→ Exercise material:
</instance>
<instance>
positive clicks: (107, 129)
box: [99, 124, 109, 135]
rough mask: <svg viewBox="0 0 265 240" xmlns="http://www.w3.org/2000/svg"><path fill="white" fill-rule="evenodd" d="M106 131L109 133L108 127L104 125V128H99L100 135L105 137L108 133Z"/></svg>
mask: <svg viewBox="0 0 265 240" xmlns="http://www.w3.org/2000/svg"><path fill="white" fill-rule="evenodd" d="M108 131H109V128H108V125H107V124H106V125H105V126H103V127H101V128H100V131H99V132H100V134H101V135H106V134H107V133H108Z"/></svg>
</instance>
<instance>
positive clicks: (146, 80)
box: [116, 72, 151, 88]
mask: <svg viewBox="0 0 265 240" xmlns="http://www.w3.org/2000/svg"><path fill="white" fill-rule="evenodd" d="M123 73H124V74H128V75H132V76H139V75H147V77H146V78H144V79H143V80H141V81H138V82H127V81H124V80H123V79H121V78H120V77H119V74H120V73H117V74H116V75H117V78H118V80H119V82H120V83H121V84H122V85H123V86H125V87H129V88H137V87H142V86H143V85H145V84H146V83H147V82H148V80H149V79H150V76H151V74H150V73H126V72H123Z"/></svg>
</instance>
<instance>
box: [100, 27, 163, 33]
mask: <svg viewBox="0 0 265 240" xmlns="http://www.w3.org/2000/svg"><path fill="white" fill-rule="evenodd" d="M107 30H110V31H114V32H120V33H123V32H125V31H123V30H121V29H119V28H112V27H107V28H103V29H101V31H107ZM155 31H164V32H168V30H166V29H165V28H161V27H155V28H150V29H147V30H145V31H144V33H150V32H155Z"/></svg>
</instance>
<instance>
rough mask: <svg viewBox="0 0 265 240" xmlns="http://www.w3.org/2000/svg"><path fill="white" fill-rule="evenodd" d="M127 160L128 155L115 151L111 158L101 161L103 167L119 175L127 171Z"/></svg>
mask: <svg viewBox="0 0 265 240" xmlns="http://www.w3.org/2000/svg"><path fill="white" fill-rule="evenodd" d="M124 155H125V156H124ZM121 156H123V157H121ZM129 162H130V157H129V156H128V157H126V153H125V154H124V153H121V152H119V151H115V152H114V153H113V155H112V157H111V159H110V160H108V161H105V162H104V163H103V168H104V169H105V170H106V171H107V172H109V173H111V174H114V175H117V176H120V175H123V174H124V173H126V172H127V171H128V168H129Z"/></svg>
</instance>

→ What the task asks: Find every line in the rows above that contains the string "clicks", and copy each of those lines in full.

→ Task answer:
positive clicks: (107, 129)
positive clicks: (146, 80)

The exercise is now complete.